_Exercise inputs_
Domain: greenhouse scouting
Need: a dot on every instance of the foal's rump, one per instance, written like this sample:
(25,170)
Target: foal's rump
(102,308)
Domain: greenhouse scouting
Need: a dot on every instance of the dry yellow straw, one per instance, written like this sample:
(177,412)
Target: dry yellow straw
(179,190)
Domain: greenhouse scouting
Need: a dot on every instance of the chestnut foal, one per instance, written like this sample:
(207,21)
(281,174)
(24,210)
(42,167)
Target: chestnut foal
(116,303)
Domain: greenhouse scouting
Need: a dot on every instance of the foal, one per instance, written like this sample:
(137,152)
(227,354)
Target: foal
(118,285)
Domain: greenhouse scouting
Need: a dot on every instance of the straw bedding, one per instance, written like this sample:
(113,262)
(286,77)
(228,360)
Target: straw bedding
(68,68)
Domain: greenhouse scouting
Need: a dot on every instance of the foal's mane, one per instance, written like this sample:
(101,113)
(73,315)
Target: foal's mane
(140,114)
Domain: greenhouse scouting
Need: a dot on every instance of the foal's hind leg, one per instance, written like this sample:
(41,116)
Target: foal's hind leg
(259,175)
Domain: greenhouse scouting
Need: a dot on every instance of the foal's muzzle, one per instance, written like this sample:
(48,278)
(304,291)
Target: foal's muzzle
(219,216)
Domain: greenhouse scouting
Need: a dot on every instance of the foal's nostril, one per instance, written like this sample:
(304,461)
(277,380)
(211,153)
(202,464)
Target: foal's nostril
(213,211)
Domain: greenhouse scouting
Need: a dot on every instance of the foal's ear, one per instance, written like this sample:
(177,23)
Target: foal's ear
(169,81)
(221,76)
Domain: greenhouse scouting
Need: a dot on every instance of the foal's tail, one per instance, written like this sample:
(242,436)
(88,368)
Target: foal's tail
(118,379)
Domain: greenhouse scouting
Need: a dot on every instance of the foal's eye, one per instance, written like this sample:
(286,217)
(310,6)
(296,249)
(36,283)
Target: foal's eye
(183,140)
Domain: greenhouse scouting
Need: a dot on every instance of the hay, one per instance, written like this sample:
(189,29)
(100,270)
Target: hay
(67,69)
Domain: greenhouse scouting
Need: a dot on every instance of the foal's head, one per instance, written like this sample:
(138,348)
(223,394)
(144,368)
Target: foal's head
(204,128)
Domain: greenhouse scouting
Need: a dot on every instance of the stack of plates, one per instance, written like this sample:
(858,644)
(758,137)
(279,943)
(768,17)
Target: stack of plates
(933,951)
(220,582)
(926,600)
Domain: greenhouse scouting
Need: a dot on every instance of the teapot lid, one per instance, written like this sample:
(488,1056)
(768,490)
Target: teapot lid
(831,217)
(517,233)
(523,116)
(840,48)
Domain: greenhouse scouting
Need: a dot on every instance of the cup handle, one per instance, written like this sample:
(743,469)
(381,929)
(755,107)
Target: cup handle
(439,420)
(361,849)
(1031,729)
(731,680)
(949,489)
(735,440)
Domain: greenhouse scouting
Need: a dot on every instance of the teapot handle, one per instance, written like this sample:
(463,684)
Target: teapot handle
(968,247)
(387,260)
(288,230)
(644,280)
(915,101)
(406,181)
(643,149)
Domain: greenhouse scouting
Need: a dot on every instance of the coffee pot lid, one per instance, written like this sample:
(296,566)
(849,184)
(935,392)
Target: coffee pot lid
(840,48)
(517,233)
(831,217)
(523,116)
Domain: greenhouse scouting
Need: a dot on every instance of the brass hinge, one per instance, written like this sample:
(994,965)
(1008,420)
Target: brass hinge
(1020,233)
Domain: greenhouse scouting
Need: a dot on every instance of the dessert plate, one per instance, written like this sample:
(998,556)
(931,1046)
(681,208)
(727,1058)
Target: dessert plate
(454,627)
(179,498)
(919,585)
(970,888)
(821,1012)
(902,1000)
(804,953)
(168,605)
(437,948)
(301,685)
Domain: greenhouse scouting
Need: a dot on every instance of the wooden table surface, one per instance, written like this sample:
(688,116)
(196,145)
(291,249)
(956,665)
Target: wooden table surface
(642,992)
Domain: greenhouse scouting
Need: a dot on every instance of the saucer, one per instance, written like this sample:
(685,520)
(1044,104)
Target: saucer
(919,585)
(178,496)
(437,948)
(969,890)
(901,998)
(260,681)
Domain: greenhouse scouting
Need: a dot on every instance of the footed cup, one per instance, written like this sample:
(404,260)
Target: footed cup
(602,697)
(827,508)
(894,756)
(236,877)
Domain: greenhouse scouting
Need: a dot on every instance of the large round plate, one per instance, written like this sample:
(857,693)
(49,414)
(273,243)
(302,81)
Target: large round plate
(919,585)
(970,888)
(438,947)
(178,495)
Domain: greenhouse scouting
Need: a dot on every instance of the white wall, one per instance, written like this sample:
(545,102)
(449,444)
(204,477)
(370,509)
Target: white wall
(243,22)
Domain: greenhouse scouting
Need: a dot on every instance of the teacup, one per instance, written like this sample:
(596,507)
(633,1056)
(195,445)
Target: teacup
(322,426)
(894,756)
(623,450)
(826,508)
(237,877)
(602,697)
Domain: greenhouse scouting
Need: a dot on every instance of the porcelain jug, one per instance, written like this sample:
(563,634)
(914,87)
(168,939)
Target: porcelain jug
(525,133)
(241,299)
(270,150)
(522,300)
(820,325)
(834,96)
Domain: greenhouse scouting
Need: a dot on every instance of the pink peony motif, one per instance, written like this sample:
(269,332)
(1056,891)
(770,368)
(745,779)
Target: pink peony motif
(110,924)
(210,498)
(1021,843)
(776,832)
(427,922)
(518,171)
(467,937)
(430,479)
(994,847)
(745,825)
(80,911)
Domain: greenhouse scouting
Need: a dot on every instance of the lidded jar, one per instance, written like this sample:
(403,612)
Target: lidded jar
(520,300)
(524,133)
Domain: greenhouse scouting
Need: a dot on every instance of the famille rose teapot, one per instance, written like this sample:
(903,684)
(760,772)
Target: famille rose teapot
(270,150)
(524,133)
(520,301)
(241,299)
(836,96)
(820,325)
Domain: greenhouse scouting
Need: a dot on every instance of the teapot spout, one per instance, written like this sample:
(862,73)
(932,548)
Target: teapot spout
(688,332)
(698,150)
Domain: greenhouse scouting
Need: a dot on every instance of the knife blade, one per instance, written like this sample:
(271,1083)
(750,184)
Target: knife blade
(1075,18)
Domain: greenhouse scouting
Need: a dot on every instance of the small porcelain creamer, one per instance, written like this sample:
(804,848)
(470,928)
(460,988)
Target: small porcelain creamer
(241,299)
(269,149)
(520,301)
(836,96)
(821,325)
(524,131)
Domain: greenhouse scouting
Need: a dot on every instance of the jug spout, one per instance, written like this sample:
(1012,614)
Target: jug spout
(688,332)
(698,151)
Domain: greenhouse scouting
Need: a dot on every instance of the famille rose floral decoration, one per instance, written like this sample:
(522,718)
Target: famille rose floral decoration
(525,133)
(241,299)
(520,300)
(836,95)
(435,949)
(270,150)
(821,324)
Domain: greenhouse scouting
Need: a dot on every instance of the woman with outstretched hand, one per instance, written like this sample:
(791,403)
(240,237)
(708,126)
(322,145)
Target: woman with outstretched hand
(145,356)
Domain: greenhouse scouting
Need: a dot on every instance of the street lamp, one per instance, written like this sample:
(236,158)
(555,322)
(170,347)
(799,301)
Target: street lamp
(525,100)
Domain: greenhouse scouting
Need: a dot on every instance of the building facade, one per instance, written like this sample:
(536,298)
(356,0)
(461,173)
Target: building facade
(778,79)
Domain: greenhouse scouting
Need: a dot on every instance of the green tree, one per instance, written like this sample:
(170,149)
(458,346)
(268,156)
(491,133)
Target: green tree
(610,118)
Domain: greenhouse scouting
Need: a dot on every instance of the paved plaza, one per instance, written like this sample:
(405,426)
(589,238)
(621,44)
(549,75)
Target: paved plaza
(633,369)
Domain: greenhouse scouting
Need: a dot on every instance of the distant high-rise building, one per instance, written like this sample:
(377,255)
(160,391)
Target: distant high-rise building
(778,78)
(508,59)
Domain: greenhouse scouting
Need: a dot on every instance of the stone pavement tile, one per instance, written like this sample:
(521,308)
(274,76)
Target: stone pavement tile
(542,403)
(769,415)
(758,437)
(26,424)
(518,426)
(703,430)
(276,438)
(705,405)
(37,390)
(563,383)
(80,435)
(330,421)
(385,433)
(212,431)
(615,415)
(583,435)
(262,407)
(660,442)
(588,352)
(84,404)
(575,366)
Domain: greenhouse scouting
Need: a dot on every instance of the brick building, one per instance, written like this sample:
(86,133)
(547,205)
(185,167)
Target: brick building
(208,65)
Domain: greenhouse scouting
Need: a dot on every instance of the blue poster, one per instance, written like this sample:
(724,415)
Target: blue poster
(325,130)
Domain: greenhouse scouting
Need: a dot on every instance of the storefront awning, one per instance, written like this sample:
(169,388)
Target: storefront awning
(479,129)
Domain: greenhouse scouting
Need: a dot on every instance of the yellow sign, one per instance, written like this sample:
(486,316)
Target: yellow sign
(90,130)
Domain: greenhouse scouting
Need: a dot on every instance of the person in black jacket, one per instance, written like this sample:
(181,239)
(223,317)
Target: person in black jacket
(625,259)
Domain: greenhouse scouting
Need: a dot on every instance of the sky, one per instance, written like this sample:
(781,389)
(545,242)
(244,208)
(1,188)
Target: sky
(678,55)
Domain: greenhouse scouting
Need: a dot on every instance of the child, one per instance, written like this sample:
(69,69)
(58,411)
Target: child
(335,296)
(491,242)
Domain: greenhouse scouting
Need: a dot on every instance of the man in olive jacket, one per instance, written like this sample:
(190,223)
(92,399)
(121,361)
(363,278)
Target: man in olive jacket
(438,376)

_Your objective_
Find each line in the rows above that contains the string "street" and copy those lines out. Count only matches with the same case.

_Result of this task_
Need: a dot on every instance of the street lamp, one per instance, written like this sample:
Target: street lamp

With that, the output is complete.